### SUPPLIED MATERIAL ###
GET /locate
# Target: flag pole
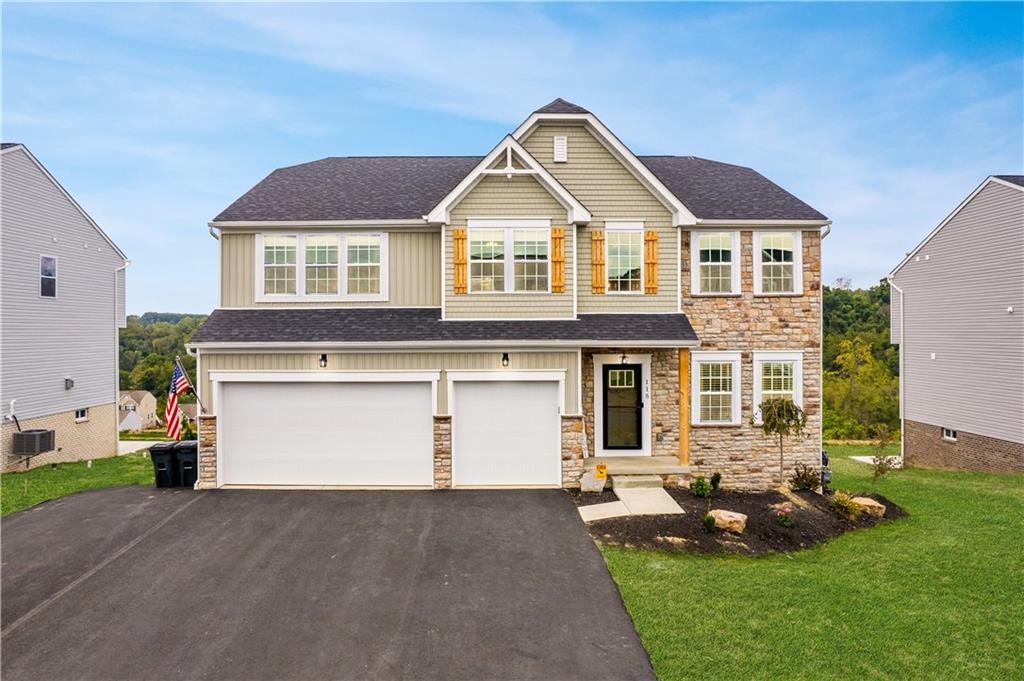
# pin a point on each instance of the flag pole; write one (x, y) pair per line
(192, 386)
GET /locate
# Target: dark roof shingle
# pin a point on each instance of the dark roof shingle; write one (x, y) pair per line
###
» WHAT THE TASK REQUIRES
From the records above, tally every line that includes the word "shingle" and reply with the total by itself.

» RESPONSE BOX
2